▸ Source data

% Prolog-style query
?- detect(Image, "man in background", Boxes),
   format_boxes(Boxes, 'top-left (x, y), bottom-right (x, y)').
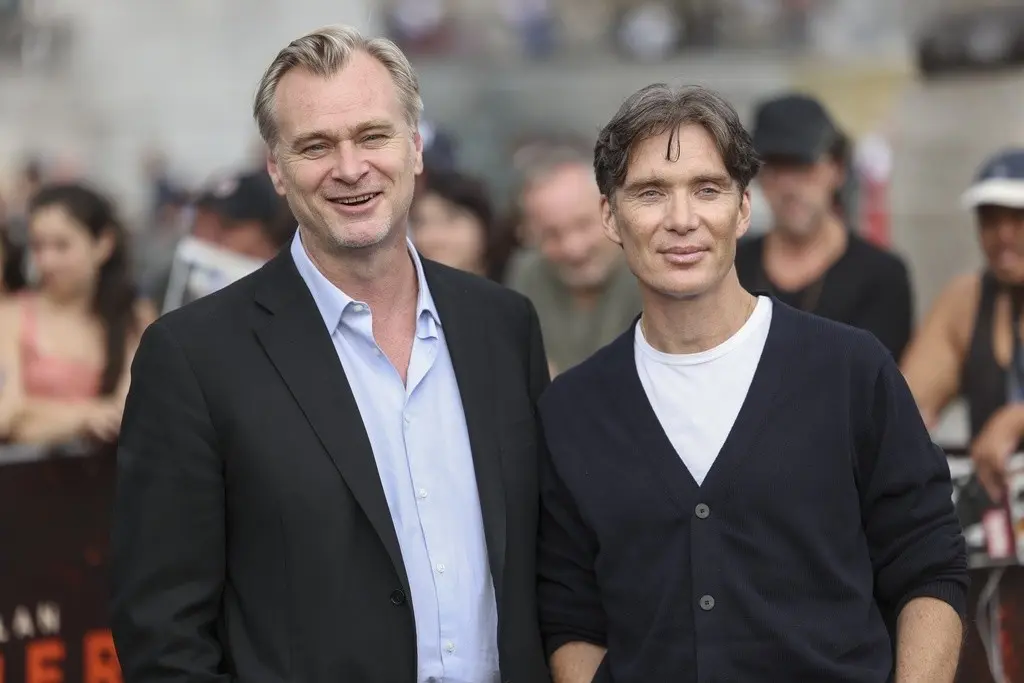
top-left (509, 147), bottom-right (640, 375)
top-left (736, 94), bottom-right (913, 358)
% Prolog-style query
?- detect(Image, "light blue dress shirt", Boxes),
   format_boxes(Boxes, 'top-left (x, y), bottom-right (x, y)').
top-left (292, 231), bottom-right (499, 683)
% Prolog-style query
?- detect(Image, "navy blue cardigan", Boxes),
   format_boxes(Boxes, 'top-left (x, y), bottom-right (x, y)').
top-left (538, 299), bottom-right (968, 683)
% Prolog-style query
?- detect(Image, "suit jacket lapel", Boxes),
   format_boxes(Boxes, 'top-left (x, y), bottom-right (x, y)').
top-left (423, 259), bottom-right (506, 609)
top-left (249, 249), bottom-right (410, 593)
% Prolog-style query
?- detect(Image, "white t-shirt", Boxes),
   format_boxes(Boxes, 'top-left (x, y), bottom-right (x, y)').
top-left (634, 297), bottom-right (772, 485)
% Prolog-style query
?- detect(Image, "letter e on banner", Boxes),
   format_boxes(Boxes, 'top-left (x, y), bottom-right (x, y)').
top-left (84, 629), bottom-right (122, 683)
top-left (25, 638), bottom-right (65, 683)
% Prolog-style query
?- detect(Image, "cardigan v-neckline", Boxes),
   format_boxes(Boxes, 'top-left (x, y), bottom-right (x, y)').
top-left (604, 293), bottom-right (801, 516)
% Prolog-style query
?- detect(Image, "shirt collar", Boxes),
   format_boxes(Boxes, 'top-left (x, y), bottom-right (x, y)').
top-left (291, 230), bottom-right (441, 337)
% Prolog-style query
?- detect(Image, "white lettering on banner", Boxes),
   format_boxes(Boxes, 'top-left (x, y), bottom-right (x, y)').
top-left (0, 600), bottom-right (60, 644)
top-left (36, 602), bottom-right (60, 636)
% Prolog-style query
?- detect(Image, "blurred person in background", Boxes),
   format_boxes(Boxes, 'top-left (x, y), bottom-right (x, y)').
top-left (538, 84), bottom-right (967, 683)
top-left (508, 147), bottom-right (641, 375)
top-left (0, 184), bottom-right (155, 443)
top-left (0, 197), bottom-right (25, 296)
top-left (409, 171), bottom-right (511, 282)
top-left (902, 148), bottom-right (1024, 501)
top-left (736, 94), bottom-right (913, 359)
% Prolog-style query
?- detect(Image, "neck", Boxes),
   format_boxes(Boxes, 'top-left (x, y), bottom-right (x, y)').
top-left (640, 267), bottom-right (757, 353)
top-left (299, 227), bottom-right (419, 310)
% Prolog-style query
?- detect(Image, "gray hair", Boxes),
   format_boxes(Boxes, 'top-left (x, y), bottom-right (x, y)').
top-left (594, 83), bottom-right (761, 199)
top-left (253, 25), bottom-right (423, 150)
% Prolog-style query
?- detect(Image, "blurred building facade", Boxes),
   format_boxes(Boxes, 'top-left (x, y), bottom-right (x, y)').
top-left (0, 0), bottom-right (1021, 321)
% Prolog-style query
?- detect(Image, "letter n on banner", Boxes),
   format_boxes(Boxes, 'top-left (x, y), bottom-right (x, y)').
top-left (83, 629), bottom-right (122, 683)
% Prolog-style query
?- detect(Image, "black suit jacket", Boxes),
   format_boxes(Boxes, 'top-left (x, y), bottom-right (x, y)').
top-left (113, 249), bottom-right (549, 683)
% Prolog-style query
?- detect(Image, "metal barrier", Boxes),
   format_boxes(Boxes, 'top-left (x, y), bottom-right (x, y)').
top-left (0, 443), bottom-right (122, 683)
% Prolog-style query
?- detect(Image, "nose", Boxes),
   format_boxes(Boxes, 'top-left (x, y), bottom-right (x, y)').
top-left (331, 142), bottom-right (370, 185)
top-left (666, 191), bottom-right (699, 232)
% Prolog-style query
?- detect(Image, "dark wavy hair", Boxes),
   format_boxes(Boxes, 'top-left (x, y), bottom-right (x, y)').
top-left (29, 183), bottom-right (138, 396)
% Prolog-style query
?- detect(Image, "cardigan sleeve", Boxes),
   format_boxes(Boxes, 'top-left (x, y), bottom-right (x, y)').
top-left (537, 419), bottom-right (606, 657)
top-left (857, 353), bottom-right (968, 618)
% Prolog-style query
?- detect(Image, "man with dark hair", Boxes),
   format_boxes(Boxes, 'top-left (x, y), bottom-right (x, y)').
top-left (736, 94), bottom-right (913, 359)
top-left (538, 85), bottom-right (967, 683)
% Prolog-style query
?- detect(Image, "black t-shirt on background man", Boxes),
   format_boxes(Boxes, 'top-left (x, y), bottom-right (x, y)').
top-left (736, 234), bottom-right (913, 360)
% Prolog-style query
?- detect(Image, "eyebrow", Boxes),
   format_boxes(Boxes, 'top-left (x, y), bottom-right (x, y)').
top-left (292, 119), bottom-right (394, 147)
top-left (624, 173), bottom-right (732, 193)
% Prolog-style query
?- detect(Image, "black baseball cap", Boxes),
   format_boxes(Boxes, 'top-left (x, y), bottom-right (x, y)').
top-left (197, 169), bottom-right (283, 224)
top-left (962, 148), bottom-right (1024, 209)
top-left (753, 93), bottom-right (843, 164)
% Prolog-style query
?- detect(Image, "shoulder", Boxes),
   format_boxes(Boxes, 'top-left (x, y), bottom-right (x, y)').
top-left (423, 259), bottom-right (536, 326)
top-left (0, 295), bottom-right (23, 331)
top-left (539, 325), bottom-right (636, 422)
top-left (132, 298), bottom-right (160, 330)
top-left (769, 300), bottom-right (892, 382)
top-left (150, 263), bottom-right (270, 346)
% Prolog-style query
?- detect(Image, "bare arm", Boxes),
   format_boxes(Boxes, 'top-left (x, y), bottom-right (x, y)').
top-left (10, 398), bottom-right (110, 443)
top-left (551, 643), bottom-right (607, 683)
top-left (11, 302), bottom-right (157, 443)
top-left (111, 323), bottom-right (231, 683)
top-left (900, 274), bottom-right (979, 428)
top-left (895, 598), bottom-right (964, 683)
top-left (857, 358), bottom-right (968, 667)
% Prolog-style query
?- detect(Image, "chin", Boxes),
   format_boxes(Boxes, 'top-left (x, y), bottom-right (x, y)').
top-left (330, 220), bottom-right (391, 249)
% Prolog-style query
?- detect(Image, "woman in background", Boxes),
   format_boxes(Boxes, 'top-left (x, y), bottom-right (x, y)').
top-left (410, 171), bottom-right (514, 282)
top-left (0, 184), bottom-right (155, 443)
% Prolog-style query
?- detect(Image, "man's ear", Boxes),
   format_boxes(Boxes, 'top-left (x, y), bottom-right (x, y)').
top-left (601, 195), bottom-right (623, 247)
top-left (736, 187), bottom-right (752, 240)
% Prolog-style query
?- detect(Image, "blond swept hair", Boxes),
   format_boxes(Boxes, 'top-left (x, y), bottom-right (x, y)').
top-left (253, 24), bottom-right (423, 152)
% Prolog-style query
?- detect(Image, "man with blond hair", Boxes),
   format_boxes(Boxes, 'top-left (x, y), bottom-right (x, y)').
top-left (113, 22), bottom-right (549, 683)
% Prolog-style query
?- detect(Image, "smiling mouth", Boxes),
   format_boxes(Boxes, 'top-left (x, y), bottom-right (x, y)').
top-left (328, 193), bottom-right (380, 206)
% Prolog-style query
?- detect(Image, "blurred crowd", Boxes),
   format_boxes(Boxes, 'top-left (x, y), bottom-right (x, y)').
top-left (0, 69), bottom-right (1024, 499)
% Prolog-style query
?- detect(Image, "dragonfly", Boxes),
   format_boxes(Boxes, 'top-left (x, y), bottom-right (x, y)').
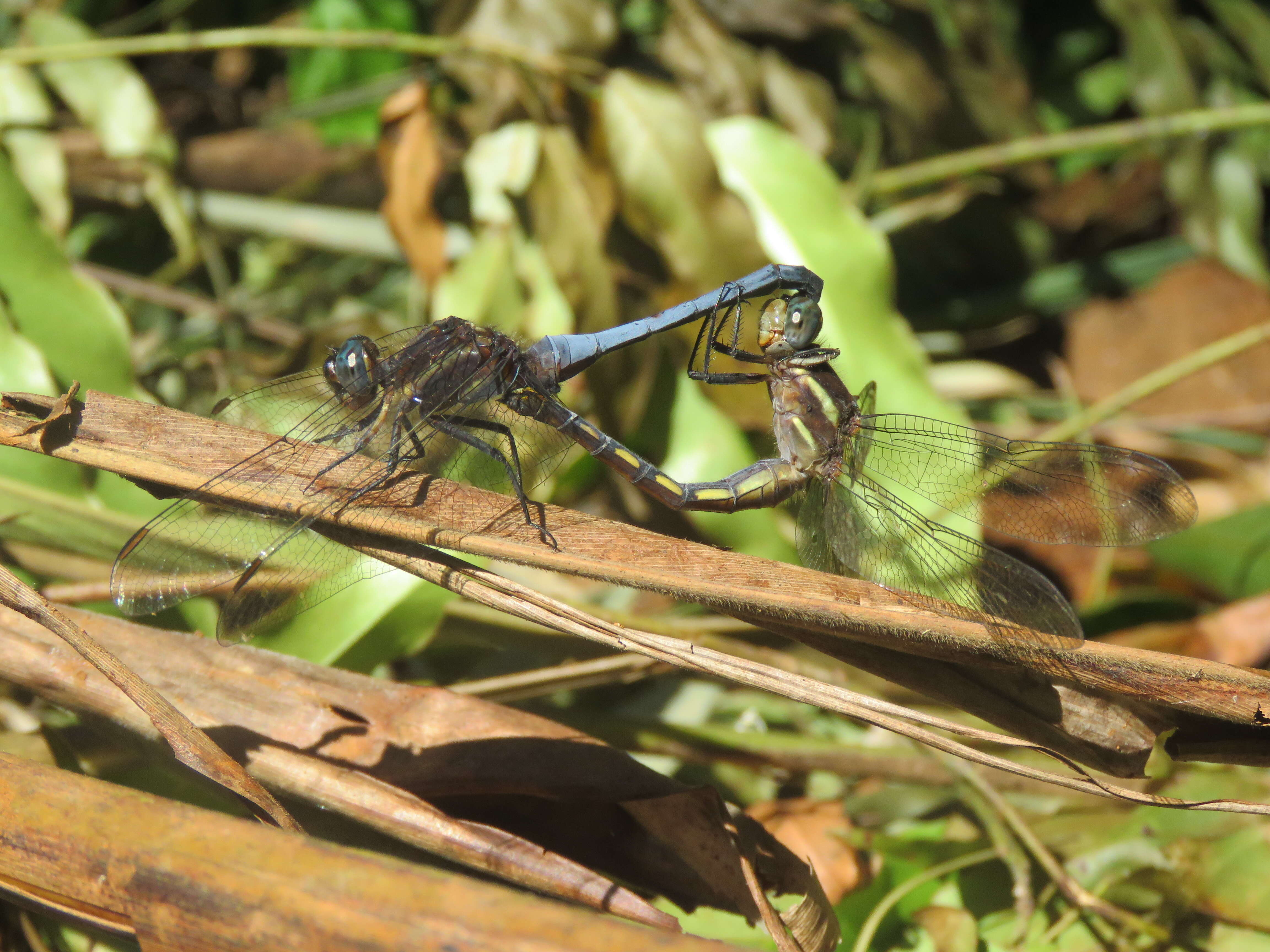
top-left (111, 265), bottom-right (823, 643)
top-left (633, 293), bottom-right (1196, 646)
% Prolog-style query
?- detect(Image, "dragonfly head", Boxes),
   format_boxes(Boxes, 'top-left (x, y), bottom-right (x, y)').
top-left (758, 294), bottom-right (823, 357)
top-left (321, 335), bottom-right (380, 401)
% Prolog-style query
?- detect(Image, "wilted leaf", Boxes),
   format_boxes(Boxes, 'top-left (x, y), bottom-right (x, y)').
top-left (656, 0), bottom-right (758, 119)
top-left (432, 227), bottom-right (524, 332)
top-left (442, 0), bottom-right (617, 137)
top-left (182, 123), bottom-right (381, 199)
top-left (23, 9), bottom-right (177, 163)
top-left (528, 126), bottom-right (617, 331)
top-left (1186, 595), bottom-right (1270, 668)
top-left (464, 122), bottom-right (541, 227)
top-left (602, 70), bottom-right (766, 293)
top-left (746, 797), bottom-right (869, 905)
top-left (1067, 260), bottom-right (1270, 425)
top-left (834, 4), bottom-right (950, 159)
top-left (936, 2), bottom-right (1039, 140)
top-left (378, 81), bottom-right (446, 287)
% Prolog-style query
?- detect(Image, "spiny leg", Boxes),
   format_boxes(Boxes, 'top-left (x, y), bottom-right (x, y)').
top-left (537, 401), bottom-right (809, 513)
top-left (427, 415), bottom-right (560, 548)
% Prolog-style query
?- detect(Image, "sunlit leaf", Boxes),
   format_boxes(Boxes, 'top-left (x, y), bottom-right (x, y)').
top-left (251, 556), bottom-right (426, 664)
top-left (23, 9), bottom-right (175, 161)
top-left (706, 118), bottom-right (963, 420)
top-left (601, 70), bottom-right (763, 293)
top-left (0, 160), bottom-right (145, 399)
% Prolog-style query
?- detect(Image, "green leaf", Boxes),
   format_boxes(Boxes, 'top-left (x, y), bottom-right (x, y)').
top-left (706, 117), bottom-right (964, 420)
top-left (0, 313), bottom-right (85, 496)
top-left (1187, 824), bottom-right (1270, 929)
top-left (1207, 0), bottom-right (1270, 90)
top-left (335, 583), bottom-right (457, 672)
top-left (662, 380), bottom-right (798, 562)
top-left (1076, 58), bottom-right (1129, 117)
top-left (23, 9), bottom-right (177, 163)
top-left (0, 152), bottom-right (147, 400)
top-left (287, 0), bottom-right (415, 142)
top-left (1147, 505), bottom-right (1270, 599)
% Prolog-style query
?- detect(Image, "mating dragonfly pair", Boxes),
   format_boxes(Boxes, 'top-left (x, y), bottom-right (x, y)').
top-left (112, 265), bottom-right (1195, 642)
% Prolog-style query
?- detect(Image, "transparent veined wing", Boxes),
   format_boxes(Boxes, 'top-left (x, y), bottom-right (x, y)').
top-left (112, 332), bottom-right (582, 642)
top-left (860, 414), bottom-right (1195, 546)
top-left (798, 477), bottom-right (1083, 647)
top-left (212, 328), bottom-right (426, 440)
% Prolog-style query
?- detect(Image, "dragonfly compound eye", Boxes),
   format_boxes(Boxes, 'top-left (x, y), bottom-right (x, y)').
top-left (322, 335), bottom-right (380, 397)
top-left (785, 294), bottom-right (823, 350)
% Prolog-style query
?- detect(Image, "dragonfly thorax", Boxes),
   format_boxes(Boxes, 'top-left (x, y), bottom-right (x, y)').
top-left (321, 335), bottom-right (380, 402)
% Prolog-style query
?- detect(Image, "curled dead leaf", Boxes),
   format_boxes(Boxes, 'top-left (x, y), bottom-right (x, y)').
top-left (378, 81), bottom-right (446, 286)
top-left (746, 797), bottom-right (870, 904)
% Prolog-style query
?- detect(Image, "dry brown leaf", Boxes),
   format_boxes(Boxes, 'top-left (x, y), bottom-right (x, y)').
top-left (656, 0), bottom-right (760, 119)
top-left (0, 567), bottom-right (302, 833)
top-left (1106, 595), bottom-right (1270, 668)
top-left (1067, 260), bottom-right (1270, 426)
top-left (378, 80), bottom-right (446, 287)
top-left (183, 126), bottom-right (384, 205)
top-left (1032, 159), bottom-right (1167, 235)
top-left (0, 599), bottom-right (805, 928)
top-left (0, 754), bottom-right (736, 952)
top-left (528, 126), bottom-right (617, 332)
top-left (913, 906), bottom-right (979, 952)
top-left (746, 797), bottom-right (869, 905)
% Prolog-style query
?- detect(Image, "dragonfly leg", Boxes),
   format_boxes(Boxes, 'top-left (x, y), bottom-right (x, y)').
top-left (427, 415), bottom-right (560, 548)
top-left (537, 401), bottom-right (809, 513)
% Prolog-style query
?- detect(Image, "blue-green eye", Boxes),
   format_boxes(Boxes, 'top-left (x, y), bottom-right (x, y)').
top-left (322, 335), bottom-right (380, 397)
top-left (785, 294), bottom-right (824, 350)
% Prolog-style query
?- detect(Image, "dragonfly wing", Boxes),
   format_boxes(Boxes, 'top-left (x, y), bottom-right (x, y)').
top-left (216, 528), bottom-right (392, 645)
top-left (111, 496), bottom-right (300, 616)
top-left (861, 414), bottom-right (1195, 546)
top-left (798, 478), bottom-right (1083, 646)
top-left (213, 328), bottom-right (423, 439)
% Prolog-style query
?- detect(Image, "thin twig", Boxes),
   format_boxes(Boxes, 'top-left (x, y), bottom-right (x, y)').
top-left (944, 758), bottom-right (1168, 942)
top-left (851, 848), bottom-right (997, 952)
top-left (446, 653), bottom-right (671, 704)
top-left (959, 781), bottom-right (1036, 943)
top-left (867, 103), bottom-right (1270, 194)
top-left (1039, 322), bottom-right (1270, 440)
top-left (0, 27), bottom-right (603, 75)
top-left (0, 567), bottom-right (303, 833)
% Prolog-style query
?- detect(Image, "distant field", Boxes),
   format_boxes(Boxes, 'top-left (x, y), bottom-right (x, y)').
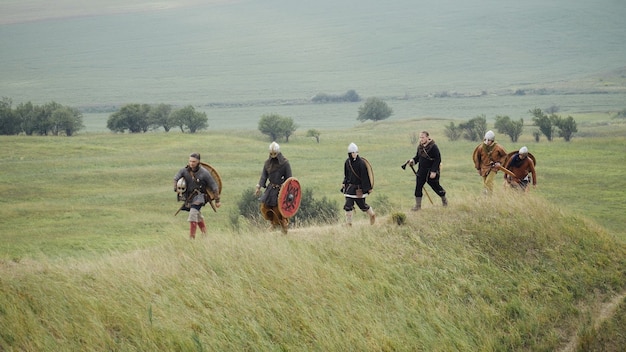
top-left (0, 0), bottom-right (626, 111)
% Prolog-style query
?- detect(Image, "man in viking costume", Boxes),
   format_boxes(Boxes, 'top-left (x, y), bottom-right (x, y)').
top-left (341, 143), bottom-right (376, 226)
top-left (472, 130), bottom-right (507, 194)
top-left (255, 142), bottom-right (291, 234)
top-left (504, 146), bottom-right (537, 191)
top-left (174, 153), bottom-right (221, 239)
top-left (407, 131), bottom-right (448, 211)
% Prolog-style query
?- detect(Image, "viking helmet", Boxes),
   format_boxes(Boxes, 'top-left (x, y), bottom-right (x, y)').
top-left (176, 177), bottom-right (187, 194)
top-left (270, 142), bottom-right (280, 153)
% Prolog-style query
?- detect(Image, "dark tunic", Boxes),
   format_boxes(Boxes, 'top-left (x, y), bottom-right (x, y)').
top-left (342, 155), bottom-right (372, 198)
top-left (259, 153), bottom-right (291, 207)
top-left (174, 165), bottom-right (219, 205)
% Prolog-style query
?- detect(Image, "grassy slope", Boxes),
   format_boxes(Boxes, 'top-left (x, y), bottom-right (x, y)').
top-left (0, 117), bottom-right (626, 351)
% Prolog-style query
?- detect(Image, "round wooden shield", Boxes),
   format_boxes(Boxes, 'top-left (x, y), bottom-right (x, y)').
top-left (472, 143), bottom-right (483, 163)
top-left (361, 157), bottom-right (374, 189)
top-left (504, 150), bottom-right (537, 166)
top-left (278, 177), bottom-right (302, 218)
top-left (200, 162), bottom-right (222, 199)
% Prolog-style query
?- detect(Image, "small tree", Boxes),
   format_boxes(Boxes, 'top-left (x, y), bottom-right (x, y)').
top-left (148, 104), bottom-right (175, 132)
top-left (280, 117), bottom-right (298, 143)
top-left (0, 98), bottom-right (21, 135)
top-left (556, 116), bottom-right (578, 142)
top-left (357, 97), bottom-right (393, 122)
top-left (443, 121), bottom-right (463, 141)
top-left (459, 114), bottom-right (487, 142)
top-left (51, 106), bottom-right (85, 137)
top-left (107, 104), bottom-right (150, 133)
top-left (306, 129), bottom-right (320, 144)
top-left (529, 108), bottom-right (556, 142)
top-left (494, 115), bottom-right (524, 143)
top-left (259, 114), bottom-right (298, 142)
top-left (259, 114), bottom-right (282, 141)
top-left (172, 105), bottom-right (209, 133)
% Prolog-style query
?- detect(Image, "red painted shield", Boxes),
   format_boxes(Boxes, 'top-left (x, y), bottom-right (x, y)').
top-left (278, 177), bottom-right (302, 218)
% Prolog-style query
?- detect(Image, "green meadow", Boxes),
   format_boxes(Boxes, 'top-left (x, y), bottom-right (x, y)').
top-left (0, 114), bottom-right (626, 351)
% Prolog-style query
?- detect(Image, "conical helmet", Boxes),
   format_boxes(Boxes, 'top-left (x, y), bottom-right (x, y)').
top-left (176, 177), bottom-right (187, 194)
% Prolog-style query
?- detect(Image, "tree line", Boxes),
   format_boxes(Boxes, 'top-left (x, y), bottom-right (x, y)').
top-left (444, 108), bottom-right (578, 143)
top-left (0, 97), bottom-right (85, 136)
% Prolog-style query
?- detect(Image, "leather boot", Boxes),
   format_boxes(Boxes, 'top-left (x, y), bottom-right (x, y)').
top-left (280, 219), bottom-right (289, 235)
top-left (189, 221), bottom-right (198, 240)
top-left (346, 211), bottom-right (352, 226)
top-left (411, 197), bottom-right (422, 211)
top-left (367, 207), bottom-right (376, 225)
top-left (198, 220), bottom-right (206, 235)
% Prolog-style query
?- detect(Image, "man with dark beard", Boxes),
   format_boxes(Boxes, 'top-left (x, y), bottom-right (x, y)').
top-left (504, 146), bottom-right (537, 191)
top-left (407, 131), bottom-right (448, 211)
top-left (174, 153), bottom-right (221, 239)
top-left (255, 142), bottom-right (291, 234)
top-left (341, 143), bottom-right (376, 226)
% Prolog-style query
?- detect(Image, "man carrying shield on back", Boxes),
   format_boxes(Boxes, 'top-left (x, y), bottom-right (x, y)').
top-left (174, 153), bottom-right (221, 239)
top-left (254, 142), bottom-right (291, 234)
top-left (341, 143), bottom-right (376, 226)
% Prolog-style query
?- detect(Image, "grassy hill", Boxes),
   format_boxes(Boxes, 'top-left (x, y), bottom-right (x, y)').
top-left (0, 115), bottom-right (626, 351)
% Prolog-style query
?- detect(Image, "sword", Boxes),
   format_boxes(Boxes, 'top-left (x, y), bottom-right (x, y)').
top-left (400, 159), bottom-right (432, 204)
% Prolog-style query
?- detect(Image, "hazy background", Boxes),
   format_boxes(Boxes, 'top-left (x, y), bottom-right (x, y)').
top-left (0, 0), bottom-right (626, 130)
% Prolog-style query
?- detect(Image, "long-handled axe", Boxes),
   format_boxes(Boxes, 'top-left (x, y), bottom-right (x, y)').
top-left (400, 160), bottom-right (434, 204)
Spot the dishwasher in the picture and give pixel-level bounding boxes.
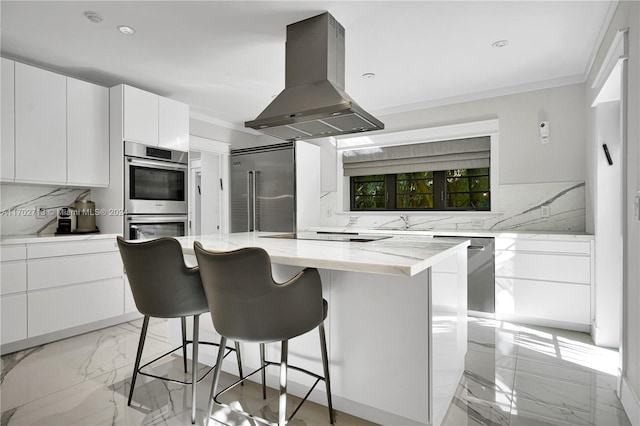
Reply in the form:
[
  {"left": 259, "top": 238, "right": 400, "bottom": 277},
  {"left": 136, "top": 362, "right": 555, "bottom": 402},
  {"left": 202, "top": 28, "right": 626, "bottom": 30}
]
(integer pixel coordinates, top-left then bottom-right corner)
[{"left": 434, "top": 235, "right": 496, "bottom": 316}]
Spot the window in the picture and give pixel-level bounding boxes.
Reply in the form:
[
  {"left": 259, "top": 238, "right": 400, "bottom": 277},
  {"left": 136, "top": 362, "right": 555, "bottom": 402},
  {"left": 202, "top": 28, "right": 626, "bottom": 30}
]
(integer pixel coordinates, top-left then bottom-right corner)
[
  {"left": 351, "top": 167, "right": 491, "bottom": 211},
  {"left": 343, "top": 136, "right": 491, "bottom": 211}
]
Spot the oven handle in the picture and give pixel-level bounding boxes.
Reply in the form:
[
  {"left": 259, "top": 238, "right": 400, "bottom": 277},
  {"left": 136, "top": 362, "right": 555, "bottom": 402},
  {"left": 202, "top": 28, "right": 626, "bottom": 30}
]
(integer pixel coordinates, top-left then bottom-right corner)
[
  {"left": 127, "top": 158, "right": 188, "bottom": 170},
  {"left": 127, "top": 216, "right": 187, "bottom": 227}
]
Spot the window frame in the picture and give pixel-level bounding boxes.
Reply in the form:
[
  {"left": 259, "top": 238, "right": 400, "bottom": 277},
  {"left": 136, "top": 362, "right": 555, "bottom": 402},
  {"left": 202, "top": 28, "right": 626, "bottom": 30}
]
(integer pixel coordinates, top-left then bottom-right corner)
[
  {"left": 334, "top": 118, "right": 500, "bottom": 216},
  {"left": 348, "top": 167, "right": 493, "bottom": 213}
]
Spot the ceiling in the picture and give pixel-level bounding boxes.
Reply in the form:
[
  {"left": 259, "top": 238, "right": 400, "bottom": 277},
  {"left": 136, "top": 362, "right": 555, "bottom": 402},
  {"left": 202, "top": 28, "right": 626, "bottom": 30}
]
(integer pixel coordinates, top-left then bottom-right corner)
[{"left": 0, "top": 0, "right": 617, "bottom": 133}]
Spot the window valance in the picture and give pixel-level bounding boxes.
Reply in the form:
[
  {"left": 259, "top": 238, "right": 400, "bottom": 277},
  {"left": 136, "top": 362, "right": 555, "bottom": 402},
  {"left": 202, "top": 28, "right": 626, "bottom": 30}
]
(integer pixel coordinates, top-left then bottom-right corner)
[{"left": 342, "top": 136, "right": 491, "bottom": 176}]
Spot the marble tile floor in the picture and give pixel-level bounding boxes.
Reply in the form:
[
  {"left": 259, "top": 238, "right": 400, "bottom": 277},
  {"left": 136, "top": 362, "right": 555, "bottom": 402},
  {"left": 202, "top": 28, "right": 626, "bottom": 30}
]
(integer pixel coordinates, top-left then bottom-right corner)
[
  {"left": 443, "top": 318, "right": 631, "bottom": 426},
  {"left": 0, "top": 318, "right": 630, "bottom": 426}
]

▸ Objective
Return the entries verbatim, from their first line through the line containing "top-left (291, 230), bottom-right (441, 337)", with both ends included. Omit the pictures.

▸ Response below
% Prolog-style query
?- detect(Image, "man in background", Boxes),
   format_boxes(Boxes, 'top-left (x, y), bottom-right (x, y)').
top-left (509, 147), bottom-right (640, 375)
top-left (736, 94), bottom-right (913, 358)
% Prolog-style query
?- detect(Image, "light blue dress shirt", Boxes),
   format_boxes(Boxes, 'top-left (x, y), bottom-right (x, y)').
top-left (292, 231), bottom-right (499, 683)
% Prolog-style query
?- detect(Image, "navy blue cardigan", Boxes),
   format_boxes(Boxes, 'top-left (x, y), bottom-right (x, y)').
top-left (538, 299), bottom-right (968, 683)
% Prolog-style query
?- detect(Image, "suit jacket lapel", Boxes),
   format_boxes(Boxes, 'top-left (x, y), bottom-right (x, y)').
top-left (423, 259), bottom-right (506, 609)
top-left (249, 249), bottom-right (410, 593)
% Prolog-style query
?- detect(Image, "white t-shirt", Boxes),
   format_boxes(Boxes, 'top-left (x, y), bottom-right (x, y)').
top-left (634, 297), bottom-right (772, 485)
% Prolog-style query
?- detect(Image, "letter e on banner", Boxes),
   format_boxes(Boxes, 'top-left (x, y), bottom-right (x, y)').
top-left (84, 629), bottom-right (122, 683)
top-left (25, 638), bottom-right (65, 683)
% Prolog-style query
?- detect(Image, "cardigan v-neckline", Boxes),
   format_boxes(Boxes, 'top-left (x, y), bottom-right (x, y)').
top-left (604, 293), bottom-right (801, 516)
% Prolog-style query
?- detect(Image, "shirt collar", Boxes),
   format_boxes(Boxes, 'top-left (x, y), bottom-right (x, y)').
top-left (291, 230), bottom-right (441, 337)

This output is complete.